■ Data for this task
* * * * * * * * *

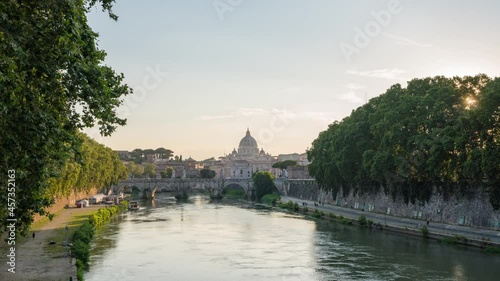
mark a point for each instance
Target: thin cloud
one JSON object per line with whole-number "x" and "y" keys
{"x": 354, "y": 86}
{"x": 407, "y": 41}
{"x": 282, "y": 113}
{"x": 350, "y": 97}
{"x": 213, "y": 117}
{"x": 391, "y": 74}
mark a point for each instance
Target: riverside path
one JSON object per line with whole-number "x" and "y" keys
{"x": 473, "y": 233}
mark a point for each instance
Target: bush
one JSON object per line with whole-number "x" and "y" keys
{"x": 289, "y": 206}
{"x": 79, "y": 270}
{"x": 362, "y": 221}
{"x": 316, "y": 214}
{"x": 425, "y": 231}
{"x": 493, "y": 250}
{"x": 81, "y": 251}
{"x": 83, "y": 235}
{"x": 270, "y": 199}
{"x": 343, "y": 220}
{"x": 235, "y": 194}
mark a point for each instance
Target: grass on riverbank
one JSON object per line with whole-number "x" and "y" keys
{"x": 83, "y": 235}
{"x": 235, "y": 194}
{"x": 75, "y": 220}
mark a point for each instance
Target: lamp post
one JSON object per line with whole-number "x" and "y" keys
{"x": 66, "y": 240}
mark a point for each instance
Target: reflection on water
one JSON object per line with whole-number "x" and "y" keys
{"x": 202, "y": 240}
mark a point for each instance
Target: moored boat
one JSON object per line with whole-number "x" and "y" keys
{"x": 133, "y": 205}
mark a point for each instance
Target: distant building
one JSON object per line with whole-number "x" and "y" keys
{"x": 124, "y": 155}
{"x": 242, "y": 163}
{"x": 298, "y": 172}
{"x": 292, "y": 156}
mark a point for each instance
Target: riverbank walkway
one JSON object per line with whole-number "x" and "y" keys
{"x": 473, "y": 233}
{"x": 36, "y": 259}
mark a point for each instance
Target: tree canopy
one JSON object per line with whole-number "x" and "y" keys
{"x": 437, "y": 132}
{"x": 53, "y": 82}
{"x": 263, "y": 183}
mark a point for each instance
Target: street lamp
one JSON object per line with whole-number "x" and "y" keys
{"x": 66, "y": 240}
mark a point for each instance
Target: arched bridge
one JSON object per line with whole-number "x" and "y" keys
{"x": 215, "y": 186}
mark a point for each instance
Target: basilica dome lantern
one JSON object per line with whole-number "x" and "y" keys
{"x": 248, "y": 145}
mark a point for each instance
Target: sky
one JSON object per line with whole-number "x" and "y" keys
{"x": 203, "y": 71}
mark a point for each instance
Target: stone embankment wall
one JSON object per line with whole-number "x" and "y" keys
{"x": 475, "y": 210}
{"x": 71, "y": 200}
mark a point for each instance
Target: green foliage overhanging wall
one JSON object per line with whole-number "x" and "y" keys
{"x": 437, "y": 132}
{"x": 53, "y": 82}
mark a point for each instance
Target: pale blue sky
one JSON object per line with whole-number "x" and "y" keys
{"x": 277, "y": 66}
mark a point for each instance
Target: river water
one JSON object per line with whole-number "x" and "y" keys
{"x": 200, "y": 240}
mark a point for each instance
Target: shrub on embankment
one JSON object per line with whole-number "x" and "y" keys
{"x": 80, "y": 249}
{"x": 270, "y": 199}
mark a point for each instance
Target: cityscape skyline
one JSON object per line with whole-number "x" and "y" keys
{"x": 203, "y": 71}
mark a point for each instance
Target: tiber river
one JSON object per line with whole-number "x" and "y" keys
{"x": 200, "y": 240}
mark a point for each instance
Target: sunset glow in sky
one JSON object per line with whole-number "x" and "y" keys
{"x": 203, "y": 71}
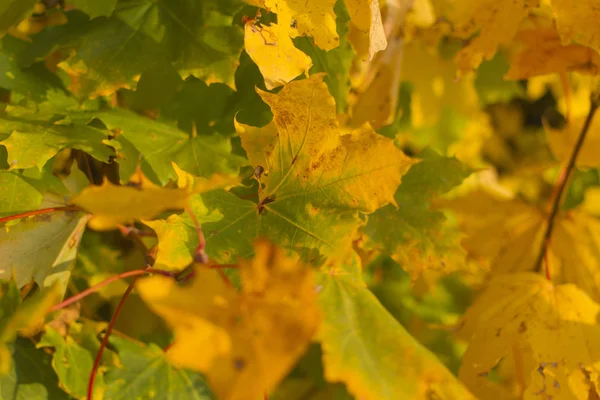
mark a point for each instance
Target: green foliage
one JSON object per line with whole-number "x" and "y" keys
{"x": 317, "y": 189}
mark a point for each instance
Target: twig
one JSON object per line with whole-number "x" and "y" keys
{"x": 562, "y": 183}
{"x": 108, "y": 281}
{"x": 38, "y": 212}
{"x": 109, "y": 328}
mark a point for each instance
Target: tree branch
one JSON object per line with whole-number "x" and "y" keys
{"x": 564, "y": 179}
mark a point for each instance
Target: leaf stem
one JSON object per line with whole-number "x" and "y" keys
{"x": 38, "y": 212}
{"x": 104, "y": 342}
{"x": 563, "y": 181}
{"x": 108, "y": 281}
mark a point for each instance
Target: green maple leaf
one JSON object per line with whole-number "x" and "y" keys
{"x": 335, "y": 62}
{"x": 31, "y": 375}
{"x": 156, "y": 145}
{"x": 42, "y": 248}
{"x": 71, "y": 361}
{"x": 146, "y": 373}
{"x": 24, "y": 190}
{"x": 13, "y": 11}
{"x": 362, "y": 345}
{"x": 32, "y": 138}
{"x": 139, "y": 34}
{"x": 95, "y": 8}
{"x": 414, "y": 234}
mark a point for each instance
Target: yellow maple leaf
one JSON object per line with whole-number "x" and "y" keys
{"x": 542, "y": 52}
{"x": 366, "y": 17}
{"x": 435, "y": 85}
{"x": 112, "y": 205}
{"x": 314, "y": 18}
{"x": 302, "y": 151}
{"x": 508, "y": 234}
{"x": 577, "y": 21}
{"x": 378, "y": 100}
{"x": 493, "y": 22}
{"x": 244, "y": 342}
{"x": 552, "y": 331}
{"x": 271, "y": 48}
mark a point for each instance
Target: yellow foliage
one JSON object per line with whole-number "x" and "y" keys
{"x": 577, "y": 21}
{"x": 494, "y": 22}
{"x": 541, "y": 52}
{"x": 562, "y": 141}
{"x": 272, "y": 50}
{"x": 551, "y": 331}
{"x": 244, "y": 342}
{"x": 314, "y": 18}
{"x": 361, "y": 169}
{"x": 508, "y": 233}
{"x": 112, "y": 205}
{"x": 366, "y": 17}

* * * * * * * * *

■ Task
Nothing but the pictures may be dropped; output the records above exactly.

■ Task result
mark a point for each instance
Target: thin cloud
one JSON object per line with whole-number "x" and "y" keys
{"x": 354, "y": 86}
{"x": 407, "y": 41}
{"x": 282, "y": 113}
{"x": 350, "y": 97}
{"x": 213, "y": 117}
{"x": 391, "y": 74}
mark a point for each instance
Target: riverside path
one JSON object per line with whole-number "x" and "y" keys
{"x": 473, "y": 233}
mark a point for each instance
Target: bush
one JSON object per line with whole-number "x" and "y" keys
{"x": 289, "y": 206}
{"x": 79, "y": 270}
{"x": 362, "y": 221}
{"x": 316, "y": 214}
{"x": 425, "y": 231}
{"x": 493, "y": 250}
{"x": 81, "y": 251}
{"x": 83, "y": 235}
{"x": 270, "y": 199}
{"x": 343, "y": 220}
{"x": 235, "y": 194}
mark a point for each instance
Target: grass on riverbank
one JSON object per line with whole-number "x" and "y" keys
{"x": 83, "y": 235}
{"x": 235, "y": 194}
{"x": 75, "y": 220}
mark a point for each instance
Target: lamp post
one JSON object per line with whole-number "x" and "y" keys
{"x": 66, "y": 240}
mark a point for each instance
Target: reflection on water
one JSON object per line with whole-number "x" and "y" keys
{"x": 202, "y": 240}
mark a point for each instance
Target: moored boat
one JSON object per line with whole-number "x" and "y" keys
{"x": 133, "y": 205}
mark a point for each instance
Target: distant building
one JSON object per line with whole-number "x" and "y" keys
{"x": 124, "y": 155}
{"x": 242, "y": 163}
{"x": 298, "y": 172}
{"x": 292, "y": 156}
mark a point for each instance
Target: riverbank walkway
one JSON object per line with whole-number "x" and "y" keys
{"x": 473, "y": 233}
{"x": 36, "y": 259}
mark a point for each instance
Target: tree canopy
one JSON object per line with whole-number "x" and "y" keys
{"x": 437, "y": 132}
{"x": 53, "y": 82}
{"x": 263, "y": 183}
mark a point for each instance
Target: street lamp
one JSON object per line with whole-number "x" and "y" keys
{"x": 66, "y": 240}
mark a point for each instance
Target: arched bridge
one JSON object per line with whole-number "x" and "y" keys
{"x": 215, "y": 186}
mark a point for each instance
Target: basilica dome lantern
one JSON object per line with whole-number "x" and "y" keys
{"x": 248, "y": 145}
mark a point for each instance
Target: sky
one JSON object per line with whole-number "x" and "y" keys
{"x": 203, "y": 71}
mark a point for each instance
Target: stone embankment wall
one JSON object per line with whole-number "x" and "y" keys
{"x": 475, "y": 210}
{"x": 71, "y": 200}
mark a point for each instance
Target: green foliage overhanging wall
one JSON object per line with whole-number "x" and "y" keys
{"x": 437, "y": 132}
{"x": 53, "y": 82}
mark a point for each instance
Target: pale blue sky
one JSON object per line with whole-number "x" and "y" keys
{"x": 277, "y": 66}
mark a point for each instance
Target: river water
one JSON object per line with whole-number "x" and "y" keys
{"x": 200, "y": 240}
mark a point for each instance
Target: shrub on embankment
one JSON object per line with whole-number "x" and "y" keys
{"x": 80, "y": 249}
{"x": 270, "y": 199}
mark a point for each instance
Target: cityscape skyline
one JSON object per line with whole-number "x" and "y" keys
{"x": 203, "y": 71}
mark a point for each instance
Target: tiber river
one JSON object per line with whole-number "x" and "y" keys
{"x": 200, "y": 240}
mark a point for each instance
Target: sunset glow in sky
one JSON object per line with whole-number "x" and "y" keys
{"x": 203, "y": 71}
mark a point for each instance
Target: green foliage
one JSON object per line with whole-number "x" and "y" keys
{"x": 317, "y": 189}
mark a point for each instance
Target: twig
one JSON object per line with whole-number "x" and "y" keys
{"x": 562, "y": 183}
{"x": 108, "y": 281}
{"x": 38, "y": 212}
{"x": 109, "y": 328}
mark a point for each instance
Target: tree branch
one JSON object per line with whole-number "x" and "y" keys
{"x": 564, "y": 179}
mark a point for each instance
Target: leaf stem
one JSON object per line with whole-number "x" and "y" keys
{"x": 38, "y": 212}
{"x": 104, "y": 342}
{"x": 563, "y": 181}
{"x": 108, "y": 281}
mark a point for each instance
Target: green maple leaf
one JSON object per line with whole-number "x" and "y" keys
{"x": 335, "y": 62}
{"x": 31, "y": 375}
{"x": 156, "y": 145}
{"x": 42, "y": 248}
{"x": 71, "y": 361}
{"x": 146, "y": 373}
{"x": 24, "y": 190}
{"x": 13, "y": 11}
{"x": 362, "y": 345}
{"x": 32, "y": 138}
{"x": 139, "y": 34}
{"x": 95, "y": 8}
{"x": 414, "y": 234}
mark a point for each instance
Target: yellow maple leaf
one JSON object per line with whole-number "x" and "y" keys
{"x": 542, "y": 52}
{"x": 366, "y": 17}
{"x": 435, "y": 85}
{"x": 112, "y": 205}
{"x": 314, "y": 18}
{"x": 302, "y": 151}
{"x": 508, "y": 234}
{"x": 577, "y": 21}
{"x": 378, "y": 100}
{"x": 493, "y": 22}
{"x": 244, "y": 342}
{"x": 552, "y": 331}
{"x": 271, "y": 48}
mark a point for each instance
Target: yellow foliage
one JSON object per line with whole-number "x" and "y" keys
{"x": 577, "y": 21}
{"x": 494, "y": 22}
{"x": 541, "y": 52}
{"x": 562, "y": 141}
{"x": 272, "y": 50}
{"x": 551, "y": 331}
{"x": 244, "y": 342}
{"x": 314, "y": 18}
{"x": 361, "y": 169}
{"x": 508, "y": 233}
{"x": 112, "y": 205}
{"x": 366, "y": 17}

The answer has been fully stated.